Exercise description: With pictures left out, extract every line between the start of the records below and the line holding "x=25, y=201", inclusive.

---------- Provided entries

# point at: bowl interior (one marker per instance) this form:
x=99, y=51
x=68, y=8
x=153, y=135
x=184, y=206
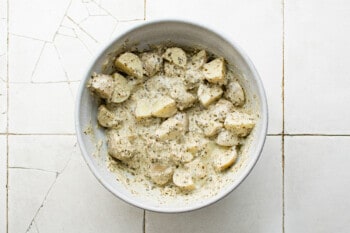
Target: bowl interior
x=90, y=136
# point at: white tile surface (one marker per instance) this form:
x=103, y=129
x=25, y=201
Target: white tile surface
x=27, y=191
x=255, y=25
x=317, y=179
x=124, y=10
x=316, y=64
x=41, y=108
x=77, y=11
x=45, y=152
x=3, y=106
x=3, y=181
x=86, y=207
x=256, y=206
x=23, y=57
x=74, y=56
x=49, y=67
x=42, y=18
x=102, y=32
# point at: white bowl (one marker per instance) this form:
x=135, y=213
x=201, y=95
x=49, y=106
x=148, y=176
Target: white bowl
x=187, y=35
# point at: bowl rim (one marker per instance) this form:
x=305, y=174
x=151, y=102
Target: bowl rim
x=261, y=136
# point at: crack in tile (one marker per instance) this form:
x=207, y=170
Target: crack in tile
x=62, y=66
x=50, y=188
x=105, y=10
x=37, y=62
x=87, y=9
x=36, y=227
x=64, y=15
x=33, y=168
x=77, y=24
x=29, y=37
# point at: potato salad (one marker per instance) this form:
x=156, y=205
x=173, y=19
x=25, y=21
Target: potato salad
x=175, y=117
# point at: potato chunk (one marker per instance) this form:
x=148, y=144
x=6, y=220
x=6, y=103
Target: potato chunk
x=172, y=70
x=106, y=118
x=227, y=138
x=207, y=94
x=121, y=89
x=143, y=109
x=164, y=107
x=160, y=174
x=223, y=157
x=183, y=179
x=183, y=157
x=130, y=64
x=183, y=98
x=176, y=55
x=192, y=79
x=102, y=85
x=220, y=110
x=197, y=168
x=173, y=127
x=215, y=71
x=195, y=143
x=120, y=147
x=199, y=59
x=234, y=92
x=212, y=128
x=152, y=63
x=239, y=123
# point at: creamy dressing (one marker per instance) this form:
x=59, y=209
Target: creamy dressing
x=174, y=150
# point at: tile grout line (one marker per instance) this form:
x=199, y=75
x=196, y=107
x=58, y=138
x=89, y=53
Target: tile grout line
x=283, y=117
x=7, y=115
x=144, y=222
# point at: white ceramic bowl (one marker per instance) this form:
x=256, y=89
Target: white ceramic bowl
x=187, y=35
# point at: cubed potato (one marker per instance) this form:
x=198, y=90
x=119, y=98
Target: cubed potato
x=176, y=55
x=121, y=89
x=120, y=147
x=197, y=168
x=239, y=123
x=183, y=179
x=192, y=79
x=223, y=157
x=199, y=59
x=220, y=110
x=173, y=127
x=195, y=143
x=106, y=118
x=143, y=109
x=209, y=126
x=164, y=107
x=172, y=70
x=102, y=85
x=215, y=71
x=183, y=157
x=182, y=98
x=130, y=64
x=207, y=94
x=212, y=128
x=227, y=138
x=235, y=93
x=160, y=174
x=152, y=63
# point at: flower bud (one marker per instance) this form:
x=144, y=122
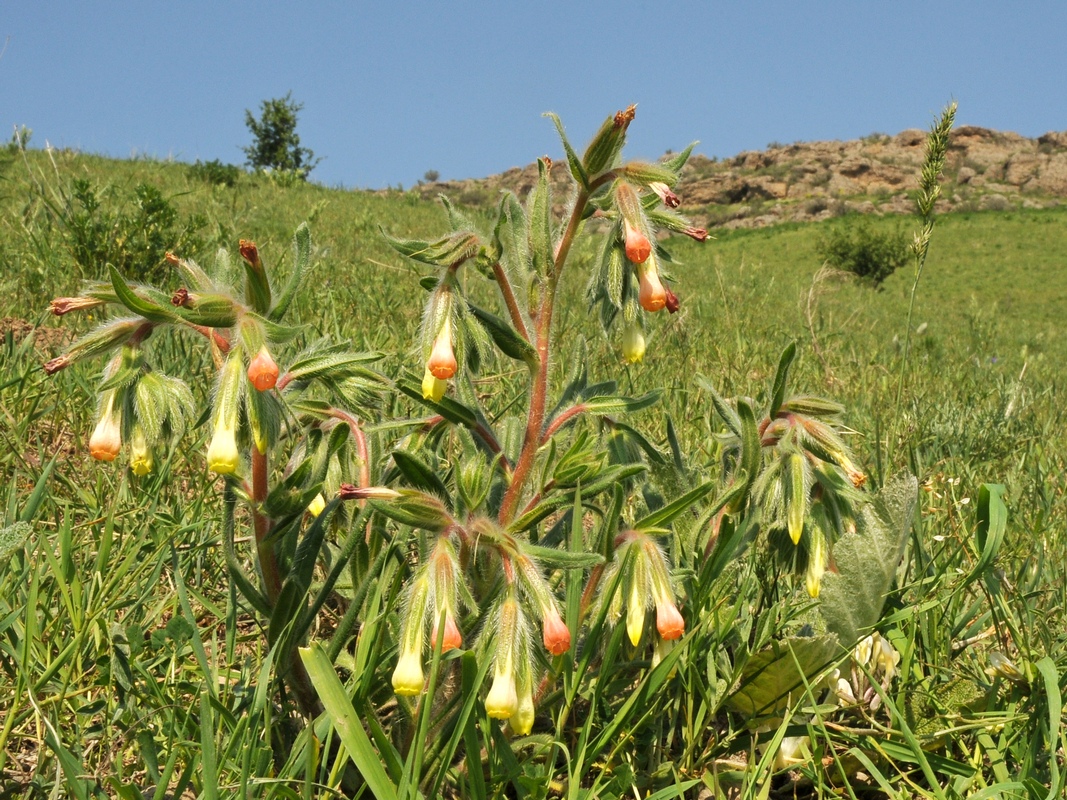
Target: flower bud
x=669, y=621
x=141, y=461
x=433, y=388
x=222, y=454
x=408, y=678
x=316, y=506
x=442, y=363
x=638, y=248
x=651, y=293
x=633, y=344
x=107, y=438
x=556, y=635
x=669, y=198
x=263, y=370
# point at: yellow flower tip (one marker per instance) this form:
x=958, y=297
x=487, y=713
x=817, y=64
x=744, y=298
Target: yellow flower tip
x=433, y=387
x=408, y=678
x=522, y=720
x=442, y=363
x=222, y=454
x=107, y=438
x=633, y=345
x=651, y=293
x=263, y=370
x=669, y=621
x=503, y=700
x=638, y=248
x=316, y=506
x=635, y=619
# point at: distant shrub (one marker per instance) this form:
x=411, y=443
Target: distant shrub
x=868, y=254
x=216, y=172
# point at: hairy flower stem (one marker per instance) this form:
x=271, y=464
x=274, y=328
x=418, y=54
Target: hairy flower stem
x=539, y=389
x=296, y=676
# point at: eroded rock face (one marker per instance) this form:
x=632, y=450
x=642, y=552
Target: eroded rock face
x=814, y=180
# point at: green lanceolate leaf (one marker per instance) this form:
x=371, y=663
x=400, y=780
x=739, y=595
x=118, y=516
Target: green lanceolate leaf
x=509, y=341
x=572, y=158
x=622, y=404
x=540, y=223
x=778, y=392
x=669, y=512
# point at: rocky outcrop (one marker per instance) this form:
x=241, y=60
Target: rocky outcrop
x=814, y=180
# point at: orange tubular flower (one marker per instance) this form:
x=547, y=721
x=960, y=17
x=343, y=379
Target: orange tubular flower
x=442, y=364
x=263, y=370
x=638, y=248
x=651, y=293
x=557, y=636
x=669, y=621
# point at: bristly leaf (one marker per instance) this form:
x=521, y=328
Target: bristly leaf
x=447, y=251
x=778, y=393
x=572, y=158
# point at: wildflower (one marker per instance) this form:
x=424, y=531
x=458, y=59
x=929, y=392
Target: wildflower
x=263, y=370
x=316, y=506
x=633, y=344
x=65, y=305
x=669, y=621
x=666, y=195
x=556, y=635
x=408, y=678
x=222, y=454
x=141, y=461
x=452, y=638
x=107, y=438
x=637, y=244
x=651, y=292
x=442, y=363
x=433, y=388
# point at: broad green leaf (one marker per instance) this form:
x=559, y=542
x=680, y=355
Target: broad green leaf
x=851, y=598
x=345, y=720
x=771, y=682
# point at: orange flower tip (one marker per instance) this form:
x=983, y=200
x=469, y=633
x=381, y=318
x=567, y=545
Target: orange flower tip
x=669, y=621
x=249, y=252
x=263, y=370
x=60, y=362
x=666, y=195
x=557, y=636
x=638, y=248
x=672, y=302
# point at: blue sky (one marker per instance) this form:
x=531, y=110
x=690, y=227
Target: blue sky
x=393, y=89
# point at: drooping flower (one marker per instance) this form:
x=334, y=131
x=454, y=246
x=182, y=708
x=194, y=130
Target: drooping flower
x=107, y=438
x=263, y=370
x=633, y=344
x=442, y=363
x=222, y=453
x=651, y=292
x=556, y=635
x=141, y=461
x=433, y=388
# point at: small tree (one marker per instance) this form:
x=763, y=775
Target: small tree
x=276, y=144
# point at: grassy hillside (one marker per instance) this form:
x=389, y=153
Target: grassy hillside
x=983, y=401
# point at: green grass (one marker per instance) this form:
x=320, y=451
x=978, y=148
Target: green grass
x=127, y=666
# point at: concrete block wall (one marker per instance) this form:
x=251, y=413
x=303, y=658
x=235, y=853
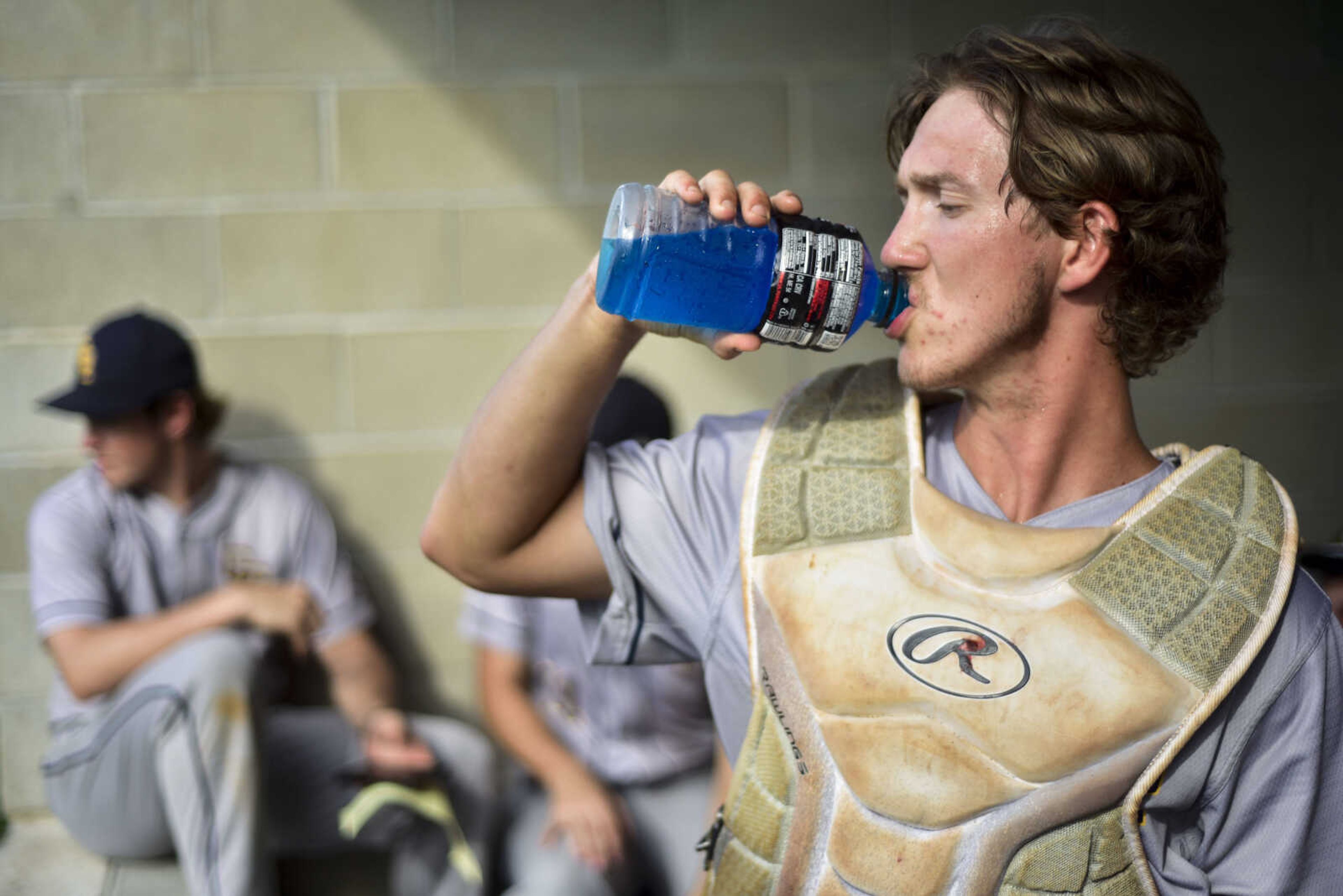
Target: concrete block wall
x=363, y=209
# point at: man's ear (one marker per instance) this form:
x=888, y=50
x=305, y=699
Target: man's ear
x=1088, y=250
x=179, y=413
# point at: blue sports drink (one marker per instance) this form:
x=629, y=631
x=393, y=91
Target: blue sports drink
x=798, y=281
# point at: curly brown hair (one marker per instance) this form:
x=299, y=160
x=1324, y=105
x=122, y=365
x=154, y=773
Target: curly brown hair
x=1090, y=121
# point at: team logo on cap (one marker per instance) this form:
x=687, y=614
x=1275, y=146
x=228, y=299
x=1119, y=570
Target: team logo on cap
x=958, y=657
x=86, y=360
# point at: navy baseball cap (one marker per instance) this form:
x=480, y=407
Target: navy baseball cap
x=632, y=411
x=126, y=365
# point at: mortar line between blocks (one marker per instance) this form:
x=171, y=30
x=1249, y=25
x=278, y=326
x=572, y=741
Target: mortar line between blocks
x=348, y=418
x=328, y=142
x=77, y=167
x=801, y=163
x=570, y=135
x=445, y=43
x=201, y=38
x=215, y=279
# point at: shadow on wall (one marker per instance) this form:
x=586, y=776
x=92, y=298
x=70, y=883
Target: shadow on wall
x=288, y=448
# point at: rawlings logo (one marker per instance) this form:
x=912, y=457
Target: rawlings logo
x=922, y=645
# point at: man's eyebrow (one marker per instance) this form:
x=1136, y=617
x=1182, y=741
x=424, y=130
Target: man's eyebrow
x=932, y=183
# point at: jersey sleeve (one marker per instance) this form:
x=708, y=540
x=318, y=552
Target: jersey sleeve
x=67, y=574
x=321, y=563
x=1264, y=812
x=665, y=519
x=497, y=621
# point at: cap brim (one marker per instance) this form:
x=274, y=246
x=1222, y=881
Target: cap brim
x=93, y=403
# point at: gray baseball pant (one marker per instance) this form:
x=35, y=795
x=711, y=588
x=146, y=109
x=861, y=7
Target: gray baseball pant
x=176, y=762
x=668, y=819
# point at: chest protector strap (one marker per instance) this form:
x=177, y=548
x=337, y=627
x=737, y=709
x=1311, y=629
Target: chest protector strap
x=1180, y=597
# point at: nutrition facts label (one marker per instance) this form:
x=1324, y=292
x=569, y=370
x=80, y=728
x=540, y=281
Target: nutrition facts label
x=817, y=277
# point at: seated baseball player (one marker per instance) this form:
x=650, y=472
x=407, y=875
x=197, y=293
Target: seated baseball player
x=168, y=581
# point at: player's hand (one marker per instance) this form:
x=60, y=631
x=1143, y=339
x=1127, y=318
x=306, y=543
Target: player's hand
x=280, y=608
x=391, y=746
x=589, y=817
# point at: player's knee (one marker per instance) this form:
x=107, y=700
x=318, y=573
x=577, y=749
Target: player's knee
x=219, y=668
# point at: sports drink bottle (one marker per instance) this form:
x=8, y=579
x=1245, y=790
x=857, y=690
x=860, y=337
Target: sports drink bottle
x=797, y=281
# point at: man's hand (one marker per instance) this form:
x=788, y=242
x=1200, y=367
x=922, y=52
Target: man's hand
x=591, y=817
x=278, y=608
x=391, y=747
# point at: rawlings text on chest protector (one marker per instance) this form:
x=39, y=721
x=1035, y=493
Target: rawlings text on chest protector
x=947, y=703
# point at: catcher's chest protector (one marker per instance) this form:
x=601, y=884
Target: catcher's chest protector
x=947, y=703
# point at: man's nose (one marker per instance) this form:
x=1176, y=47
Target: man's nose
x=904, y=248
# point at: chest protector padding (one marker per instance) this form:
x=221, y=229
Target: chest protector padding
x=947, y=703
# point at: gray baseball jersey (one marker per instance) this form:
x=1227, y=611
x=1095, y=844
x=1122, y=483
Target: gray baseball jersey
x=97, y=554
x=1252, y=805
x=628, y=726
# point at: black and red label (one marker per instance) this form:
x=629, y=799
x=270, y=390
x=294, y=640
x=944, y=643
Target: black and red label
x=817, y=277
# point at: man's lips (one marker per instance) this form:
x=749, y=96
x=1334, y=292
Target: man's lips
x=896, y=330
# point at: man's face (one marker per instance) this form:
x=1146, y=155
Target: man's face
x=980, y=276
x=128, y=451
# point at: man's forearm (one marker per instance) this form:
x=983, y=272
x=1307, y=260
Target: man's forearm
x=96, y=659
x=362, y=678
x=521, y=459
x=513, y=721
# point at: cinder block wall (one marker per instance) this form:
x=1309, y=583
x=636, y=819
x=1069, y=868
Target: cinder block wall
x=363, y=209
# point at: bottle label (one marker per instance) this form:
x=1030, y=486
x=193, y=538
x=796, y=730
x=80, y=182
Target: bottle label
x=817, y=277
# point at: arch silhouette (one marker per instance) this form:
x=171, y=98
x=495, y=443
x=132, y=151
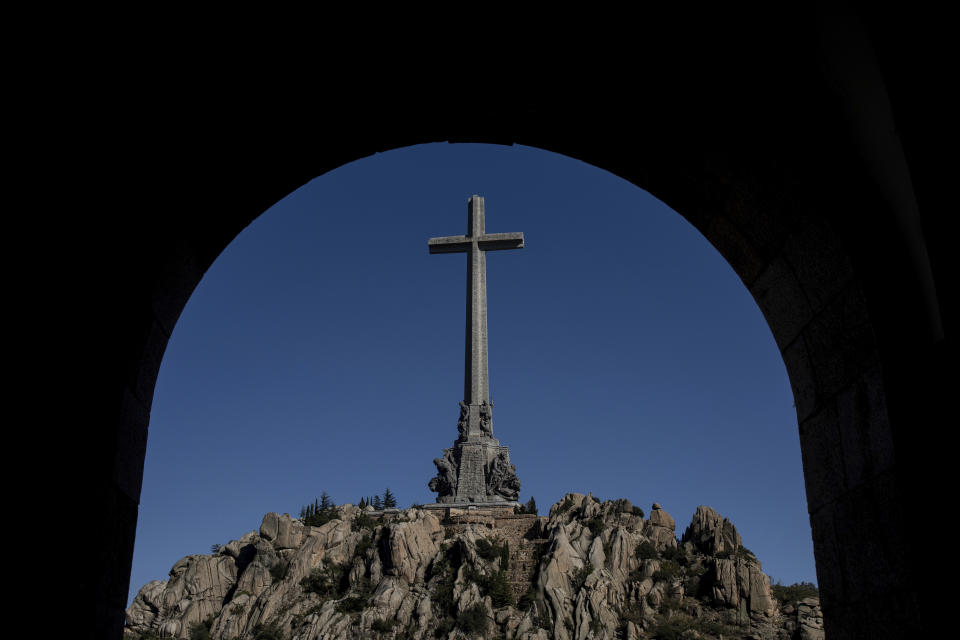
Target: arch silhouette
x=790, y=175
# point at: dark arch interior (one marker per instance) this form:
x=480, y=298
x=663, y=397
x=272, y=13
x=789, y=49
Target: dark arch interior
x=790, y=170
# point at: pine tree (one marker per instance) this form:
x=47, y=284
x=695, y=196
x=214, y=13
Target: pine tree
x=325, y=501
x=389, y=500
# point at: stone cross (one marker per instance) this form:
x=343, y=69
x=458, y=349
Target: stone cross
x=476, y=419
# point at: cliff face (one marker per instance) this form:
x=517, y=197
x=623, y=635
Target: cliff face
x=590, y=570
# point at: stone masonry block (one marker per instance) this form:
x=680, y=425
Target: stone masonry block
x=131, y=446
x=803, y=381
x=827, y=553
x=817, y=257
x=822, y=458
x=735, y=248
x=781, y=299
x=840, y=342
x=865, y=429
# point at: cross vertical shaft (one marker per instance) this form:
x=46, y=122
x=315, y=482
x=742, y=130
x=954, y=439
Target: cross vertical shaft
x=476, y=384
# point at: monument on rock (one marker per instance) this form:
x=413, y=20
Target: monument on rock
x=476, y=470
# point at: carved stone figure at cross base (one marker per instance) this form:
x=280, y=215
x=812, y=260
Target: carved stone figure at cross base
x=477, y=468
x=502, y=479
x=446, y=478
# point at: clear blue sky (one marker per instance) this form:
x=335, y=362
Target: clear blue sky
x=323, y=351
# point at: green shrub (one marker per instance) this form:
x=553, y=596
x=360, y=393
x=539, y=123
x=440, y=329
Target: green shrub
x=675, y=554
x=527, y=599
x=668, y=571
x=473, y=620
x=363, y=521
x=500, y=590
x=646, y=551
x=383, y=626
x=366, y=542
x=564, y=506
x=328, y=580
x=444, y=627
x=201, y=630
x=595, y=524
x=267, y=632
x=746, y=554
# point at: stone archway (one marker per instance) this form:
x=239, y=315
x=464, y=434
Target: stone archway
x=777, y=179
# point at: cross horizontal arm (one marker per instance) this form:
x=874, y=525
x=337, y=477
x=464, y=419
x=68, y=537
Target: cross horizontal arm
x=498, y=241
x=450, y=244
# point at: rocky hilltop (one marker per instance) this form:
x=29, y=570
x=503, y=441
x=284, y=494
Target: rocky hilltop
x=590, y=569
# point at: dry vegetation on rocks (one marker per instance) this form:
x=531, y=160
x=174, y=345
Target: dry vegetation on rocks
x=590, y=569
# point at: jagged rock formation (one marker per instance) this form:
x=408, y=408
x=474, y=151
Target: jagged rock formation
x=590, y=569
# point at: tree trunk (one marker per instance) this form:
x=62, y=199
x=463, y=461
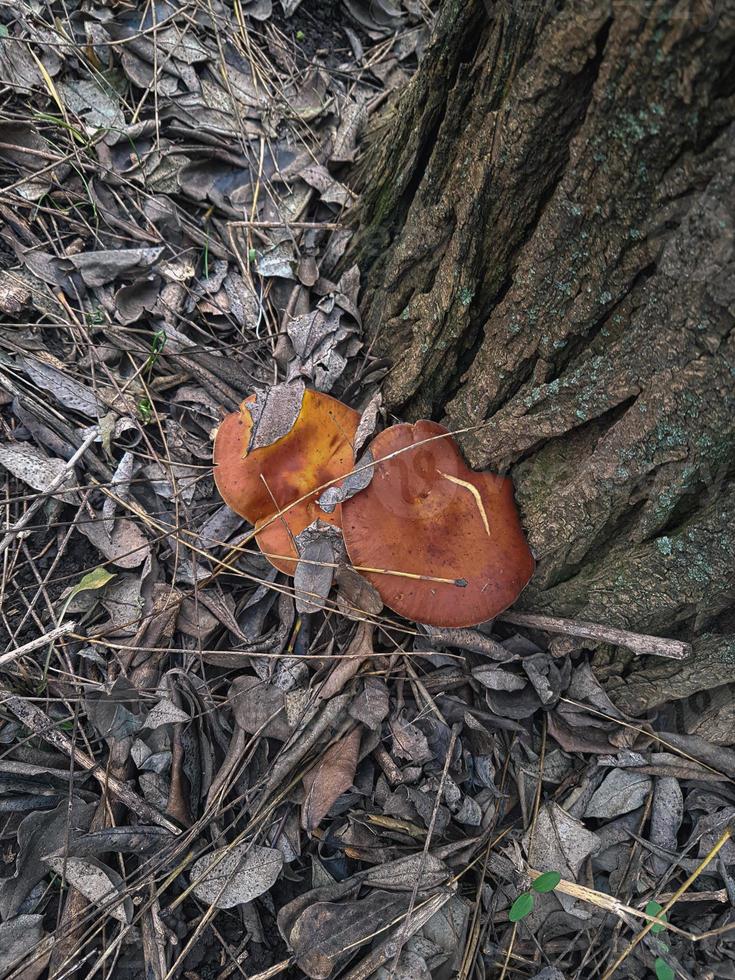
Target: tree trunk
x=547, y=243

--------------------

Task response:
# point at: bowl interior (one marker per instance) this form:
x=99, y=51
x=68, y=8
x=153, y=135
x=184, y=206
Target: bowl interior
x=90, y=136
# point at: white tile surface (one marker per instance) this form:
x=103, y=129
x=25, y=201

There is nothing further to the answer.